» **Problem details**: Your job is to restate each entry word for word.

» **Data extracts**:
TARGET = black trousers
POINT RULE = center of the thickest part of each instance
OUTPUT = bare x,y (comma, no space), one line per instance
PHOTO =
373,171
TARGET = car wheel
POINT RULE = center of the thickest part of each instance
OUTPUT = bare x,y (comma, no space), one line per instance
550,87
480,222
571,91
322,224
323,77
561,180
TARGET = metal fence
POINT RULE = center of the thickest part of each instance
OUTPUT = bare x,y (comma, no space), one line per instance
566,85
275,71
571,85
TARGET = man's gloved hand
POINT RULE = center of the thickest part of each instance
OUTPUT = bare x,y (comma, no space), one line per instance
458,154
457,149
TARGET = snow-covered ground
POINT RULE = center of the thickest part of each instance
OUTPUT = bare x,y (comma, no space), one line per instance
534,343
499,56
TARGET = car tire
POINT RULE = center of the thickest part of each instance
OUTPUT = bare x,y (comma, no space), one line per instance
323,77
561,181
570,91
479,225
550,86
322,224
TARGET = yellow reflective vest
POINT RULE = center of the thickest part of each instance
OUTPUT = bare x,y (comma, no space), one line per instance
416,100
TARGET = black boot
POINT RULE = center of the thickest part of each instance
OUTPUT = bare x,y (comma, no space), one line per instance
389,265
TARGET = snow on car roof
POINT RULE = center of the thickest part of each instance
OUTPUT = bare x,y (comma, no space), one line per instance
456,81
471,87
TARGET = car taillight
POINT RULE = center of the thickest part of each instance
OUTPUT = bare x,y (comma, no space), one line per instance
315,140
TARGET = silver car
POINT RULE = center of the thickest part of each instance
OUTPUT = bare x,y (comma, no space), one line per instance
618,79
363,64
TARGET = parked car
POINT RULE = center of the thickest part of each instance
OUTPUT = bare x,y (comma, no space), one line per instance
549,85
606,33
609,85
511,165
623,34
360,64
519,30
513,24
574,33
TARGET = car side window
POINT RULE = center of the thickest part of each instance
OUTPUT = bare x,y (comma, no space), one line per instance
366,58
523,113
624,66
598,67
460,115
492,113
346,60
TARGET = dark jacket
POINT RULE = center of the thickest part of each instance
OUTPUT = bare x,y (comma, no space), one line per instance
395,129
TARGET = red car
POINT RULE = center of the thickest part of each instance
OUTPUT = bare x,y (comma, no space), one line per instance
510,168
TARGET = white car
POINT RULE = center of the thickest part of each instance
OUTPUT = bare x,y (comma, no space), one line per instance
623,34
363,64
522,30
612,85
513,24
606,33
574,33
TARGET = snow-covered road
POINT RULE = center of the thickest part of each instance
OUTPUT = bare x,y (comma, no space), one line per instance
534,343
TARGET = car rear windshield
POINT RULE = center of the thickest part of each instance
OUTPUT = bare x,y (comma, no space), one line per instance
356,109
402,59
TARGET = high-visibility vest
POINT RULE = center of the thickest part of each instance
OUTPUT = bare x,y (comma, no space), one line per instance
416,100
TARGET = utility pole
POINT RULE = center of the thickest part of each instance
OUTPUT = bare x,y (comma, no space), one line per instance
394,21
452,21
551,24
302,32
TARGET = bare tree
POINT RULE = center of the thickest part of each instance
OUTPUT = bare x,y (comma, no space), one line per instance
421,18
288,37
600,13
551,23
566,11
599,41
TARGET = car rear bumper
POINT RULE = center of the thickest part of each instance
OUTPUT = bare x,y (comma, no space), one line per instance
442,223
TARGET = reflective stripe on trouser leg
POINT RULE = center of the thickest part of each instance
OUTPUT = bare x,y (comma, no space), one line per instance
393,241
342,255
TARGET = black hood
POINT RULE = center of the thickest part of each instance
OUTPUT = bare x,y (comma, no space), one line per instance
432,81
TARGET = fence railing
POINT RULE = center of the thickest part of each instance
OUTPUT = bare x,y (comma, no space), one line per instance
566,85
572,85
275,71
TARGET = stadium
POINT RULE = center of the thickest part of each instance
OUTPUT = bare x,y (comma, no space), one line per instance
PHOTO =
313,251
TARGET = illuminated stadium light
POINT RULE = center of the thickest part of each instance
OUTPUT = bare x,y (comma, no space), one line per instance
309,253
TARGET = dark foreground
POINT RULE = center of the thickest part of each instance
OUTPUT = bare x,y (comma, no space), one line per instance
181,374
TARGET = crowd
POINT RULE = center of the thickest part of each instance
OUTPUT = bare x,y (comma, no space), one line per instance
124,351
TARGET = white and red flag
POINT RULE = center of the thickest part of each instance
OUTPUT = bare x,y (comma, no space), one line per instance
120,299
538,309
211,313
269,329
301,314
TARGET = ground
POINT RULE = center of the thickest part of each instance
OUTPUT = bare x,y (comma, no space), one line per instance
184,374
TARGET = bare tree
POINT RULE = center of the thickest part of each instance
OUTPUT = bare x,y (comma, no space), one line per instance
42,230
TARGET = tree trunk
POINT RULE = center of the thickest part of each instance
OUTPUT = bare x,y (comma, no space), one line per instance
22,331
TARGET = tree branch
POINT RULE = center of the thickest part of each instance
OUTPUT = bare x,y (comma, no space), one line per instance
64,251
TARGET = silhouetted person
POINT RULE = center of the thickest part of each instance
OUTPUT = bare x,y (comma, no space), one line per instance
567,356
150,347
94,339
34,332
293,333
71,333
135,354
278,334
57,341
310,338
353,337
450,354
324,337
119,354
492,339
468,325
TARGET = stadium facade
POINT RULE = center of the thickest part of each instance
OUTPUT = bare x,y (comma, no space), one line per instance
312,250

» **Exercise response**:
TARGET = black trousers
POINT RULE = center of the thickest part of each instance
OUTPUT = bare x,y (comma, no space), one line per instance
PHOTO =
373,171
TARGET = car wheel
POINT RULE = center of the thickest part of each instance
OUTPUT = bare x,y (comma, no space), one line per instance
550,87
480,222
571,91
322,224
323,77
561,180
TARGET = metal fence
POINT RULE = center of the thickest part of each instance
OUTPUT = bare x,y (comma, no space), one line per instance
566,85
275,71
571,85
TARGET = man's gloved hand
POINT RULE = center of the thickest part of each instance
OUTPUT = bare x,y (comma, no space), one line per instance
458,154
457,149
TARGET = snow-covered ground
POINT RULE = center of the thickest part of each instance
OUTPUT = bare x,y (comma, no space), one line per instance
534,343
499,56
TARGET = car tire
POINT RULE = center of the thickest part of each instance
OUTPUT = bare x,y (comma, no space), one line per instance
323,77
561,181
570,91
479,225
550,86
322,224
TARGET = yellow reflective vest
POINT RULE = center of the thickest part of each instance
OUTPUT = bare x,y (comma, no space), one line per instance
416,100
TARGET = black boot
POINT RULE = center of the thickest part of each instance
OUTPUT = bare x,y (comma, no space), one line per instance
389,265
TARGET = snow on car roof
POINT RULE = center of the thickest part of each instance
OUTPUT = bare x,y (comma, no space), one line per instance
456,81
471,87
TARGET = car taillight
POINT RULE = center of the thickest part of each instance
OUTPUT = bare x,y (comma, no space), one line per instance
315,140
TARGET = silver car
POINT RULE = center of the thickest part of each instance
OUTPUT = bare x,y (comma, no space), one line per instance
618,79
363,64
TARGET = parked car
POINT RULE = center of the thickest part of each instance
OUTPUT = bare x,y (comma, no space), one line per instance
549,85
606,33
609,85
511,165
623,34
360,64
519,30
513,24
574,33
TARGET = car side window
POINT RULE = center of the thickest part of each instance
OUTPUT = bare x,y (comma, no space), one line per instance
366,58
523,113
624,66
598,67
460,115
492,113
346,60
TARGET = dark jacket
POINT RULE = center of the thickest part of each instance
OUTPUT = bare x,y (comma, no space), one line per instance
395,129
TARGET = red car
POINT RULE = center of the thickest part of each instance
OUTPUT = bare x,y (comma, no space), one line per instance
510,168
TARGET = white car
POINT RULE = center of the thickest part of each instance
OUTPUT = bare x,y (comma, no space), one line per instance
623,34
363,64
522,30
612,85
513,24
606,33
574,33
TARGET = snow-covered road
POINT RULE = center of the thickest part of each instance
OUTPUT = bare x,y (comma, no space), one line per instance
534,343
TARGET = car rear windshield
POINT RULE = center of the thickest part of each instance
OUTPUT = bare x,y (comma, no space), one line per instance
356,109
402,59
TARGET = high-visibility vest
POINT RULE = center of the thickest part of each instance
OUTPUT = bare x,y (comma, no space), one line per instance
416,100
TARGET = utility pole
POINT RULE = center of the thickest part of each instance
OUTPUT = bare x,y (comma, no space), one line per instance
394,21
452,21
551,24
302,32
TARGET = bare tree
POINT RULE = center of the thickest part of each instance
OUTPUT = bare x,y (comma, no space), one line per instance
421,18
288,37
600,13
551,23
566,11
599,41
TARGET = car rear bumper
POINT RULE = center of the thickest part of each instance
OUTPUT = bare x,y (comma, no space), one line per instance
442,223
TARGET = reflective stripe on trouser leg
POINT RULE = center of the thickest part of each instance
OUTPUT = bare x,y (comma, no space), one line per instance
393,241
342,255
TARGET = black hood
POINT RULE = center of the thickest part of each instance
OUTPUT = bare x,y (comma, no space), one line per instance
432,81
TARGET = fence railing
POINT RULE = center of the thickest part of each instance
OUTPUT = bare x,y (comma, no space), one line per instance
566,85
572,85
275,71
TARGET = stadium
POINT RULE = center of the thickest part of each instance
OUTPUT = bare x,y (comma, no space), one line per instance
PHOTO =
313,251
TARGET = illuminated stadium light
POINT RULE = center of the thickest part of each instance
OUTPUT = bare x,y (comma, no space), one line per instance
309,253
TARGET = dark foreground
POINT RULE = center of the thickest part of each instance
OUTPUT = bare x,y (comma, no space), one line per instance
181,374
TARGET = crowd
POINT RULE = center of the thickest part of each instance
OUTPUT = bare x,y (comma, no space), one line per instance
124,351
TARGET = white and red flag
POINT RULE = center of the thickest part of each instance
OUTPUT = bare x,y (comma, no space), one line per instance
120,299
538,309
211,313
269,329
301,314
TARGET = ground
POINT RULE = center of the thickest part of each instance
OUTPUT = bare x,y (comma, no space), one line per instance
184,374
TARGET = bare tree
POINT RULE = center of the thickest part of each instance
OUTPUT = bare x,y (comma, no space), one line per instance
42,230
TARGET = tree trunk
POINT RULE = center of the thickest part of each instance
OUTPUT = bare x,y (comma, no space), one line per instance
22,331
TARGET = tree branch
POINT RULE = center of the thickest part of each instance
OUTPUT = bare x,y (comma, no space), one line per instance
64,251
TARGET = silhouetted person
POINT RULE = center of the thickest part of each instance
OUTPUT = bare x,y (comma, no space), one line per instance
567,356
150,347
94,339
34,332
293,333
71,333
135,354
278,334
57,341
310,338
353,337
450,354
324,337
119,354
492,339
468,325
TARGET = stadium facade
POINT RULE = center of the thickest part of each instance
OUTPUT = bare x,y (comma, no space), one line per instance
312,250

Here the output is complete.